EXERCISE DIRECTIONS: Copy the records word for word, from the very start through the line containing "positive clicks: (905, 831) (926, 832)", including that line.

TASK INPUTS START

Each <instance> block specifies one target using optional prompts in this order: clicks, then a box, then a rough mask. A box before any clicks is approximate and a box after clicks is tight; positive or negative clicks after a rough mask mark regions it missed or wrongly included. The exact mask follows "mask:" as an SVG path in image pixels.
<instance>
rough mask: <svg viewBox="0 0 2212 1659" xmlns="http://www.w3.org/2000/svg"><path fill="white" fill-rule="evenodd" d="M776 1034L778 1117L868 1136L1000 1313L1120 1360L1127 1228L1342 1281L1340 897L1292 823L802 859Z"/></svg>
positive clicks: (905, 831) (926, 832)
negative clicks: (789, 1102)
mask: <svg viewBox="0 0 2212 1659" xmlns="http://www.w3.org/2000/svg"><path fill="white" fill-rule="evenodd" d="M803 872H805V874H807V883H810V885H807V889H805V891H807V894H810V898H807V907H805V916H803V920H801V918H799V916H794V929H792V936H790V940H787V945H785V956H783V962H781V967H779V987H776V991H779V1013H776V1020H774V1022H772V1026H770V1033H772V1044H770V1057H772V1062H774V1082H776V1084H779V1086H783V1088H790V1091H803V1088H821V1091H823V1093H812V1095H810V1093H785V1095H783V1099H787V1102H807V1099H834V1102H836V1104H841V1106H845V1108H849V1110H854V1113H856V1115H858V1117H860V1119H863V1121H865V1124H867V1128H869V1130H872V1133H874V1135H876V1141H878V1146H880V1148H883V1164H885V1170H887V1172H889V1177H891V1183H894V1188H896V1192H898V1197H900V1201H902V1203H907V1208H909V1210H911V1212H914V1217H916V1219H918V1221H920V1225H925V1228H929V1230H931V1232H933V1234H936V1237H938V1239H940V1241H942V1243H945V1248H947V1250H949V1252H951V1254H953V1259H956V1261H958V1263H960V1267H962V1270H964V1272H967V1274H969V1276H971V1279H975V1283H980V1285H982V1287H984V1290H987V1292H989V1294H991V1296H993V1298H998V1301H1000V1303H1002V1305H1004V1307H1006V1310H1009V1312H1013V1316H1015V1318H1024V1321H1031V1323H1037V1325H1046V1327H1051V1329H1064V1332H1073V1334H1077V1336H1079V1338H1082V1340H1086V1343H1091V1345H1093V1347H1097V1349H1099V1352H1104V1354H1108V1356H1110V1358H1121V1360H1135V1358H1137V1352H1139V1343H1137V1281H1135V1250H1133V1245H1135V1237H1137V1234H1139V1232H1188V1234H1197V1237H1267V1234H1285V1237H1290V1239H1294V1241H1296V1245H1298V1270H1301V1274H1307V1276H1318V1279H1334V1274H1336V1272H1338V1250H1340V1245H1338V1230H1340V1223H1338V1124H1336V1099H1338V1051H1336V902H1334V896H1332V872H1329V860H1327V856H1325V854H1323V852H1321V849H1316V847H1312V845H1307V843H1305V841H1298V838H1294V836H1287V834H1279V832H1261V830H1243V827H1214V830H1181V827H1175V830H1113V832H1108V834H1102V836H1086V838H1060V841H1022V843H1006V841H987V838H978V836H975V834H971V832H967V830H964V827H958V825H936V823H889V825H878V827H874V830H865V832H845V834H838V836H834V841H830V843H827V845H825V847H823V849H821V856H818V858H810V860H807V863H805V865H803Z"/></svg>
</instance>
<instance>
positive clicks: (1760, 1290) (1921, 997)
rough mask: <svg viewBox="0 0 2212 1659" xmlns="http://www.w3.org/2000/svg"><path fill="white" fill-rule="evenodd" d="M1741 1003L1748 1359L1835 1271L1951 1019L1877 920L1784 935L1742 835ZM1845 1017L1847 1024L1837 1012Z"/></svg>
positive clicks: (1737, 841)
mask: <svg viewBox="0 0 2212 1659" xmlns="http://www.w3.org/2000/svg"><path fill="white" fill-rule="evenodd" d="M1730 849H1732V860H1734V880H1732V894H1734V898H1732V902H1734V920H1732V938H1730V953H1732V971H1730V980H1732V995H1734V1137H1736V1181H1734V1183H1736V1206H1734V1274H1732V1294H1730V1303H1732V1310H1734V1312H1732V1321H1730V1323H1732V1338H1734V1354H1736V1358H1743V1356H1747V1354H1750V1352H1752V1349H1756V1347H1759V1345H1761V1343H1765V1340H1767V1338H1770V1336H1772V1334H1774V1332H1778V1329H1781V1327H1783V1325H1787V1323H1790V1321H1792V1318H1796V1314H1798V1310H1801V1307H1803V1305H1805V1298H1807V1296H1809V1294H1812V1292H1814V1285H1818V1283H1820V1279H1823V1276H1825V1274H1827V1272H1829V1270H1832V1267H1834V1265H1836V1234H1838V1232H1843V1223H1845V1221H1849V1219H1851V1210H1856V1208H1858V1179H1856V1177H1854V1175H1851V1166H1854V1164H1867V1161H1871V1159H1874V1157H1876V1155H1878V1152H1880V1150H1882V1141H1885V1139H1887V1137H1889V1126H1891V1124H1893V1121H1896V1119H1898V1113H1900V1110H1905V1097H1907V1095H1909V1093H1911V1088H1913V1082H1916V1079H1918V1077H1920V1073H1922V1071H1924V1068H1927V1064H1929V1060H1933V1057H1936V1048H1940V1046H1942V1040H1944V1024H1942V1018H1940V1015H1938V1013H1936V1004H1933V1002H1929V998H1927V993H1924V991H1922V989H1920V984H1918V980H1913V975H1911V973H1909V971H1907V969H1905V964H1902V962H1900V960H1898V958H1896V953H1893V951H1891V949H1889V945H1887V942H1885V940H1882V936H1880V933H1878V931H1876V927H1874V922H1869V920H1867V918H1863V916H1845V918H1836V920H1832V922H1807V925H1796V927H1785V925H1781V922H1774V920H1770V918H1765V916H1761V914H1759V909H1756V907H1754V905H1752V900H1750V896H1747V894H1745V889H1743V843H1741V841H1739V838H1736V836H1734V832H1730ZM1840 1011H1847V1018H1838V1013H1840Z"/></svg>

TASK INPUTS END

RESULT BELOW:
Each <instance> block specifies one target using optional prompts in this order: clicks, then a box, then a rough mask. A box before any clicks is approximate and a box after clicks is tight; positive or negative clicks after a rough mask mark regions it missed or wrongly included. The exact mask follows "mask:" as an SVG path in image pixels.
<instance>
rough mask: <svg viewBox="0 0 2212 1659" xmlns="http://www.w3.org/2000/svg"><path fill="white" fill-rule="evenodd" d="M776 1034L778 1117L868 1136L1000 1313L1120 1360L1127 1228L1342 1281L1340 897L1292 823L802 859Z"/></svg>
positive clicks: (905, 831) (926, 832)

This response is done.